[Excerpts from annotation records]
┏━━
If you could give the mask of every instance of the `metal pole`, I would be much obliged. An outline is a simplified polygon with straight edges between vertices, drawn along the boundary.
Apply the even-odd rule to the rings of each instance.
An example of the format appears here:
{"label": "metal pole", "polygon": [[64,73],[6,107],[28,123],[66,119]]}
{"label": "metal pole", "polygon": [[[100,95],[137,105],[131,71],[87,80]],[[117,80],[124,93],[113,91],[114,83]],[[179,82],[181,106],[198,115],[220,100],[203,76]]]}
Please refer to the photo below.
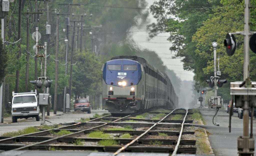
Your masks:
{"label": "metal pole", "polygon": [[[1,37],[3,42],[3,44],[4,44],[4,19],[2,18],[1,21]],[[1,118],[1,123],[4,123],[3,110],[3,84],[1,84],[1,87],[0,87],[0,117]]]}

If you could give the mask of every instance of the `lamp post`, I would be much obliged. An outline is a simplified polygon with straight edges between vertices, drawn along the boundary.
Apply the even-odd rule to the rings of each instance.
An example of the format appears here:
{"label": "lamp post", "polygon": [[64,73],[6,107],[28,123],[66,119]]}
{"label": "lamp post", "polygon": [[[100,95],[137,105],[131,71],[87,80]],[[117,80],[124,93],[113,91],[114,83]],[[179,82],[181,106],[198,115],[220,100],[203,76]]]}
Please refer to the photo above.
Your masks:
{"label": "lamp post", "polygon": [[[66,47],[66,59],[65,63],[66,63],[66,65],[65,65],[65,75],[66,76],[67,75],[67,57],[68,57],[68,39],[66,37],[66,38],[65,39],[65,40],[64,40],[65,42],[65,43],[67,44],[67,45]],[[65,86],[65,88],[64,89],[64,100],[63,101],[63,113],[65,112],[65,99],[66,99],[66,85]]]}

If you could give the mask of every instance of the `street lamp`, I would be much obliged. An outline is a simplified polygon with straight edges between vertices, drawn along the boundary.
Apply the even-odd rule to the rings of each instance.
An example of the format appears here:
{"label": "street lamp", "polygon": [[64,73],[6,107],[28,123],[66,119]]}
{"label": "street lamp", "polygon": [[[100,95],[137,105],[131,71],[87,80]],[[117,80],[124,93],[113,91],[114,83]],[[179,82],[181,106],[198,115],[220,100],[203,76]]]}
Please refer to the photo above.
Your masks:
{"label": "street lamp", "polygon": [[[66,61],[65,63],[66,64],[65,65],[65,75],[66,76],[67,75],[67,65],[68,64],[67,63],[67,59],[68,59],[68,39],[67,38],[67,37],[65,39],[65,40],[64,40],[65,43],[66,43]],[[65,88],[64,89],[64,100],[63,101],[63,113],[65,113],[65,99],[66,99],[66,86],[65,86]]]}

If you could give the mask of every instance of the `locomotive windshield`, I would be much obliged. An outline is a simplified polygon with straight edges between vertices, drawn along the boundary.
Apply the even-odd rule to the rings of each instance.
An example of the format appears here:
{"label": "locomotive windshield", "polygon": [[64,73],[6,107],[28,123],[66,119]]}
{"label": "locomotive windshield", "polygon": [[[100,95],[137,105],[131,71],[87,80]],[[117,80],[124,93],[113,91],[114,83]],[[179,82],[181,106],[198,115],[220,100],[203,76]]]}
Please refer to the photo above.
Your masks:
{"label": "locomotive windshield", "polygon": [[121,65],[108,65],[108,70],[121,70]]}
{"label": "locomotive windshield", "polygon": [[79,100],[76,100],[75,101],[75,103],[88,103],[88,101],[87,99],[79,99]]}
{"label": "locomotive windshield", "polygon": [[137,65],[124,65],[124,70],[137,70]]}

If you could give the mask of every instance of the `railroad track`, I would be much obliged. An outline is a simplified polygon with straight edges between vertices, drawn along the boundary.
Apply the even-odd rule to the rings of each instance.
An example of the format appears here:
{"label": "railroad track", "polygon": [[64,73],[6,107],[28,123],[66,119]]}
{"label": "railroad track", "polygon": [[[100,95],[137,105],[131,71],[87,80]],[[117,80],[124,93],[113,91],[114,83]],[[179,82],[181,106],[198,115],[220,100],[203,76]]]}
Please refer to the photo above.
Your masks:
{"label": "railroad track", "polygon": [[[171,111],[170,111],[170,112]],[[183,139],[185,136],[193,136],[195,131],[190,131],[189,124],[186,120],[187,115],[191,114],[185,110],[174,110],[165,113],[158,119],[153,119],[161,112],[150,112],[151,116],[147,119],[135,118],[138,114],[123,117],[111,115],[91,118],[83,123],[66,124],[65,126],[50,130],[40,129],[40,131],[13,137],[0,138],[0,150],[14,151],[18,150],[81,150],[97,151],[112,152],[116,155],[124,152],[161,152],[172,153],[196,153],[196,141]],[[178,115],[182,119],[173,120]],[[184,130],[185,126],[186,130]],[[127,128],[127,127],[129,128]],[[124,128],[126,127],[126,128]],[[70,134],[56,136],[51,132],[66,130]],[[90,137],[90,134],[100,132],[107,134],[107,138]],[[121,138],[124,134],[129,134],[130,138]],[[160,134],[161,134],[160,135]],[[183,138],[184,138],[183,137]],[[114,141],[114,146],[99,146],[102,140]],[[77,145],[78,142],[82,145]]]}

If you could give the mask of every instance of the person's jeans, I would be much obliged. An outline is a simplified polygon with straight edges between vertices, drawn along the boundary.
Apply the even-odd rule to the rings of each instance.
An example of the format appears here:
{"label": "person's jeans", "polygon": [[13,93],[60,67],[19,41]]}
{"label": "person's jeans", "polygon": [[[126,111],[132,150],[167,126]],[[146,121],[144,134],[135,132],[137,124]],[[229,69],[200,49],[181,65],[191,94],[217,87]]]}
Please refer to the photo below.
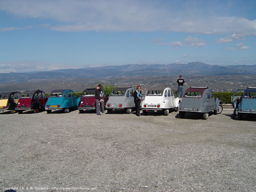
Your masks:
{"label": "person's jeans", "polygon": [[100,112],[100,104],[98,99],[95,100],[95,107],[96,108],[96,114],[99,114]]}
{"label": "person's jeans", "polygon": [[178,89],[177,90],[177,97],[179,97],[179,94],[180,92],[180,98],[182,98],[183,94],[183,86],[182,85],[178,86]]}

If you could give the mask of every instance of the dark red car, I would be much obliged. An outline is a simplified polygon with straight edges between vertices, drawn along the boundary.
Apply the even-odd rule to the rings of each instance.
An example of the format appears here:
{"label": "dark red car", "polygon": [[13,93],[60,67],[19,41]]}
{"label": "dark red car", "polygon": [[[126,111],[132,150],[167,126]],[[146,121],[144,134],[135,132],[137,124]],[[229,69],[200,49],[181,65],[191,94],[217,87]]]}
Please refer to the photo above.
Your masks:
{"label": "dark red car", "polygon": [[44,109],[44,106],[48,98],[42,91],[26,91],[21,94],[15,109],[19,113],[25,110],[33,110],[37,113],[40,109]]}
{"label": "dark red car", "polygon": [[[88,88],[82,92],[80,101],[77,105],[77,109],[80,113],[82,113],[84,110],[87,109],[95,109],[95,90],[96,88]],[[102,91],[104,92],[104,91]],[[106,106],[108,100],[108,98],[106,96],[103,97],[104,106]]]}

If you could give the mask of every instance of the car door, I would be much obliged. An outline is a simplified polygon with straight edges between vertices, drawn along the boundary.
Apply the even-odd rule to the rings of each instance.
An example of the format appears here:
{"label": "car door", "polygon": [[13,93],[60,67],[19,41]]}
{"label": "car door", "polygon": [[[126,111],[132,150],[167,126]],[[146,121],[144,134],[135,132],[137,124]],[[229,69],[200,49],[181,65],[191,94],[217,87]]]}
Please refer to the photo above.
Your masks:
{"label": "car door", "polygon": [[209,104],[209,110],[215,109],[216,105],[215,99],[213,97],[213,94],[211,90],[208,90],[207,92],[207,99]]}

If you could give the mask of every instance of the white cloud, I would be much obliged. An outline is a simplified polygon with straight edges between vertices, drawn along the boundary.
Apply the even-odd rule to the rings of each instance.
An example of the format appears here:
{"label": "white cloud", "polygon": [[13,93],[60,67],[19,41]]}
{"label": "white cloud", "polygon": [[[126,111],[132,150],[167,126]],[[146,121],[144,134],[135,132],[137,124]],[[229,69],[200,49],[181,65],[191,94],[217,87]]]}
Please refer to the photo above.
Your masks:
{"label": "white cloud", "polygon": [[154,1],[13,0],[1,1],[0,9],[19,16],[39,18],[41,22],[45,19],[59,21],[50,28],[56,31],[167,31],[228,36],[218,43],[256,36],[256,20],[211,15],[212,12],[200,9],[200,3],[194,1],[180,4],[185,11],[182,7],[177,10],[175,1],[161,6]]}
{"label": "white cloud", "polygon": [[249,47],[246,47],[246,46],[243,46],[241,47],[241,49],[249,49],[250,48]]}

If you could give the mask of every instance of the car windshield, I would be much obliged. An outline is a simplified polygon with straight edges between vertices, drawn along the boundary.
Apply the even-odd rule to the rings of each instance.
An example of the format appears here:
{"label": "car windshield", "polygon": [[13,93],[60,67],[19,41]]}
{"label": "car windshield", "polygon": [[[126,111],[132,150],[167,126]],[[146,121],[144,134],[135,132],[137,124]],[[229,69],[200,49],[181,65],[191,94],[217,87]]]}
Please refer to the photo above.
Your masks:
{"label": "car windshield", "polygon": [[124,96],[125,92],[124,91],[115,91],[111,92],[110,95],[113,96]]}
{"label": "car windshield", "polygon": [[86,92],[83,93],[83,97],[86,97],[86,96],[94,96],[95,95],[95,92]]}
{"label": "car windshield", "polygon": [[149,91],[147,95],[162,95],[162,91]]}
{"label": "car windshield", "polygon": [[253,98],[256,99],[256,92],[247,92],[244,93],[244,98]]}
{"label": "car windshield", "polygon": [[51,93],[50,97],[62,97],[61,93]]}
{"label": "car windshield", "polygon": [[33,94],[32,93],[23,93],[21,96],[21,97],[25,98],[32,98]]}
{"label": "car windshield", "polygon": [[0,95],[0,99],[8,99],[8,95]]}
{"label": "car windshield", "polygon": [[201,98],[202,94],[201,92],[186,92],[184,96],[185,97]]}

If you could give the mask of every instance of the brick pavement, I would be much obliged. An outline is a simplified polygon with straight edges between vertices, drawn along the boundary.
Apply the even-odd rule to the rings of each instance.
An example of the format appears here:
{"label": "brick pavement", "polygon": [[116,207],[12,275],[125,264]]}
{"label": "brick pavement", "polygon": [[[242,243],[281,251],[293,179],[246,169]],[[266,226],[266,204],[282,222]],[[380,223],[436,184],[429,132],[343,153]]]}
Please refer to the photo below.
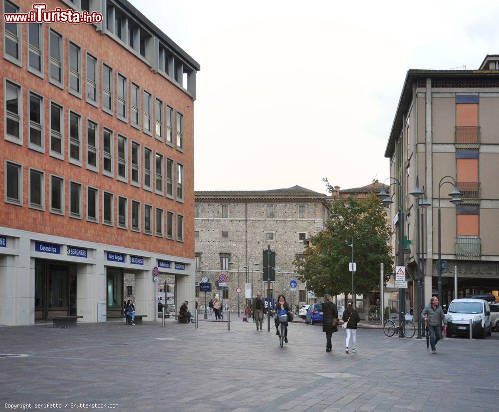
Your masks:
{"label": "brick pavement", "polygon": [[196,330],[172,319],[165,328],[0,328],[0,353],[29,355],[0,358],[0,409],[58,402],[66,411],[79,410],[71,403],[131,411],[499,410],[497,333],[446,339],[432,355],[424,340],[359,330],[359,352],[346,355],[343,331],[326,353],[320,325],[291,323],[281,349],[273,329],[232,320],[230,331],[226,323]]}

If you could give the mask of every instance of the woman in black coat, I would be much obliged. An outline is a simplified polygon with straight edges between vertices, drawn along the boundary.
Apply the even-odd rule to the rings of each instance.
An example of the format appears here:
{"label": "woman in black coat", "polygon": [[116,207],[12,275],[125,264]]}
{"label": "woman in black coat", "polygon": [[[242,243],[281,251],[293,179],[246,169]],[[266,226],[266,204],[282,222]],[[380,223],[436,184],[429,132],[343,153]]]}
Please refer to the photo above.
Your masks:
{"label": "woman in black coat", "polygon": [[[333,333],[338,332],[338,309],[336,305],[333,303],[331,295],[324,295],[322,301],[322,313],[324,314],[324,320],[322,321],[322,332],[326,333],[326,352],[330,352],[333,349],[331,343],[331,337]],[[335,321],[334,319],[336,321]]]}

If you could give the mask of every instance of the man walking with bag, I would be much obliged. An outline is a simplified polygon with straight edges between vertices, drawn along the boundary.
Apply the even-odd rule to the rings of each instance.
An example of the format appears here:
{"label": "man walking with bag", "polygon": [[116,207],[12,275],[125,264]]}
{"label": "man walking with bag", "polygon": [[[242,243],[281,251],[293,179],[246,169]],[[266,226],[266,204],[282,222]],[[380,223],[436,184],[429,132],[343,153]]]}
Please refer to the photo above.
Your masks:
{"label": "man walking with bag", "polygon": [[428,327],[432,353],[435,354],[437,353],[435,345],[442,339],[442,323],[443,322],[444,325],[447,324],[444,311],[439,306],[438,298],[433,296],[430,301],[430,304],[425,306],[421,314],[425,317],[425,320]]}
{"label": "man walking with bag", "polygon": [[261,332],[261,326],[263,323],[263,308],[265,307],[265,301],[261,297],[261,294],[259,292],[256,294],[256,297],[253,299],[252,307],[253,316],[256,321],[256,330],[258,330],[258,325],[259,325],[259,330]]}

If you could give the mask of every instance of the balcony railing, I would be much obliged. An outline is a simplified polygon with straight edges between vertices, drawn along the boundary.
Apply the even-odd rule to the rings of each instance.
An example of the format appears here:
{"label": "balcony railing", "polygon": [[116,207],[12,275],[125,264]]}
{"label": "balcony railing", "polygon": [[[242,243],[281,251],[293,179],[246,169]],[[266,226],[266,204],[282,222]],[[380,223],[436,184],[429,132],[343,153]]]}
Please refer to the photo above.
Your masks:
{"label": "balcony railing", "polygon": [[480,126],[456,126],[456,144],[459,147],[478,148],[480,144]]}
{"label": "balcony railing", "polygon": [[462,195],[463,203],[466,205],[479,205],[480,203],[480,184],[478,182],[458,182],[458,190]]}
{"label": "balcony railing", "polygon": [[479,260],[481,255],[480,238],[456,238],[456,257],[458,259]]}

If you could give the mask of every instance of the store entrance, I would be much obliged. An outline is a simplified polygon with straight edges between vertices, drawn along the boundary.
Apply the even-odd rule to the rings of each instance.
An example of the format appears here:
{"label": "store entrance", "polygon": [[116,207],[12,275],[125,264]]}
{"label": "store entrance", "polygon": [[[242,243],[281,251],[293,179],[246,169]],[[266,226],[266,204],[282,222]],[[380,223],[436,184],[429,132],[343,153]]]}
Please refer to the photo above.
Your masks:
{"label": "store entrance", "polygon": [[35,260],[35,320],[76,314],[76,266]]}

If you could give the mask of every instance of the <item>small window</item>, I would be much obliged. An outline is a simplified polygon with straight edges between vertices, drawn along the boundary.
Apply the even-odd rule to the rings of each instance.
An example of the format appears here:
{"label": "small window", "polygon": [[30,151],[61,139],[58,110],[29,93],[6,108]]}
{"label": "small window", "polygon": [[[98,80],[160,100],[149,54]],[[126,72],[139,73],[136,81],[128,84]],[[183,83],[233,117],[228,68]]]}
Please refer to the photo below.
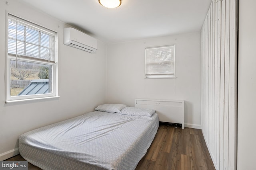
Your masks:
{"label": "small window", "polygon": [[175,45],[146,48],[146,78],[175,78]]}
{"label": "small window", "polygon": [[8,15],[6,102],[56,96],[57,33]]}

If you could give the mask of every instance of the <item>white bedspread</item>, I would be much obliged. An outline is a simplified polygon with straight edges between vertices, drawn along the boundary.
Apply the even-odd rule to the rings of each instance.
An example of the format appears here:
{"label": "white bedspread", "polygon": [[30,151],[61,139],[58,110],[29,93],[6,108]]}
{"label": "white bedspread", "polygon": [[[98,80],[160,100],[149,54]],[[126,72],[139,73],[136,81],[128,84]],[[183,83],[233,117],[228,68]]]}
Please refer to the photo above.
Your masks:
{"label": "white bedspread", "polygon": [[159,127],[151,117],[90,112],[20,137],[22,156],[44,170],[132,170]]}

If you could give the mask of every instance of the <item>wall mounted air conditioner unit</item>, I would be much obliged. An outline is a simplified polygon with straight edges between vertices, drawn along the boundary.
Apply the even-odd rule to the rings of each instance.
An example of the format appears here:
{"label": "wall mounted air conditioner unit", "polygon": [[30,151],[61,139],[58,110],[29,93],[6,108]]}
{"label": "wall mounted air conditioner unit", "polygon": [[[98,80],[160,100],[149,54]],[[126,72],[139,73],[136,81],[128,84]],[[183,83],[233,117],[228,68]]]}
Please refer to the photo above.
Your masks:
{"label": "wall mounted air conditioner unit", "polygon": [[63,43],[91,53],[97,50],[97,39],[71,27],[64,28]]}

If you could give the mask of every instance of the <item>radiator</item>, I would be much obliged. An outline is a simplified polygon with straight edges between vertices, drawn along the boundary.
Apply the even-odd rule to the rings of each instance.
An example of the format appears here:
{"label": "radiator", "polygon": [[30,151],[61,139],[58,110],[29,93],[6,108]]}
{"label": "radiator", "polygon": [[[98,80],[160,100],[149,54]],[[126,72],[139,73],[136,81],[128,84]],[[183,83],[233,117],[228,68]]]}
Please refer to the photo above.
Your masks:
{"label": "radiator", "polygon": [[137,99],[135,107],[154,109],[158,115],[159,121],[177,124],[184,129],[184,100]]}

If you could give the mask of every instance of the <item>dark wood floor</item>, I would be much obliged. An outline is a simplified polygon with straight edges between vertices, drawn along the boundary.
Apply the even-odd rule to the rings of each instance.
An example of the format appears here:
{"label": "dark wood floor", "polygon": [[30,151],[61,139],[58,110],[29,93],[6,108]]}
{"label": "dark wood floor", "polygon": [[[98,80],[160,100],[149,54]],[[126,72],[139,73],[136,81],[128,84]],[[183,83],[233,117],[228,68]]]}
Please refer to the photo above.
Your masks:
{"label": "dark wood floor", "polygon": [[[25,160],[18,154],[6,160]],[[28,164],[28,170],[41,170]],[[160,125],[136,170],[215,170],[200,129]]]}

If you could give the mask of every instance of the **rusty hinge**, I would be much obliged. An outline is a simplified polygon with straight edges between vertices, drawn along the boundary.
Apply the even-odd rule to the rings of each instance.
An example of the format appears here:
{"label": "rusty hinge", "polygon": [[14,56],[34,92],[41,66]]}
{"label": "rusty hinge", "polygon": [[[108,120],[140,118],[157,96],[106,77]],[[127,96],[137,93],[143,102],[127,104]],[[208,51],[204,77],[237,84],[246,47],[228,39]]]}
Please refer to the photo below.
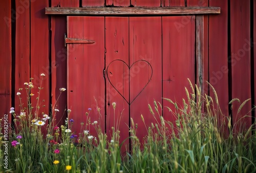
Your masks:
{"label": "rusty hinge", "polygon": [[67,47],[67,44],[93,44],[95,42],[95,40],[86,39],[81,39],[81,38],[67,38],[67,34],[65,34],[64,36],[65,47]]}

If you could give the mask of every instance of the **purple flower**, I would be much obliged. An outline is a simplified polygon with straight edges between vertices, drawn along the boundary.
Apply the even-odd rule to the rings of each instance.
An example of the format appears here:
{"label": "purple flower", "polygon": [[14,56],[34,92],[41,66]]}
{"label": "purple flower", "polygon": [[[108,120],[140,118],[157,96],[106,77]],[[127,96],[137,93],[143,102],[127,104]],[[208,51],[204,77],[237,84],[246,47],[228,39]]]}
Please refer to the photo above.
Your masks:
{"label": "purple flower", "polygon": [[70,136],[70,138],[73,139],[74,138],[76,138],[77,137],[77,135],[72,134],[71,136]]}
{"label": "purple flower", "polygon": [[17,138],[17,139],[22,139],[22,136],[21,136],[20,135],[18,135],[16,137],[16,138]]}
┗━━
GOAL: Pick out each line in the records above that contains the string "item". Copy those lines.

RESULT OF THE TASK:
If you could give the mask of every instance of the <item>small window</item>, I would be much obliged. An outline is a simplified polygon with straight edges between vertices, drawn along the boundary.
If you could give the mask of every instance of the <item>white bedspread</item>, I would be much obliged. An outline is a simplified polygon with straight edges between vertices, drawn along the boundary.
If you could give the mask of every instance of the <item>wall mounted air conditioner unit</item>, I would be much obliged. An outline is a simplified polygon with straight edges between vertices, drawn along the boundary.
If you could give the mask of every instance of the <item>radiator</item>, I would be much obliged. An outline is a simplified polygon with straight edges between vertices, drawn along the boundary.
If you could give the mask of every instance of the <item>dark wood floor</item>, I would be much obliged. An outline is a simplified polygon with straight edges between vertices, drawn along the boundary.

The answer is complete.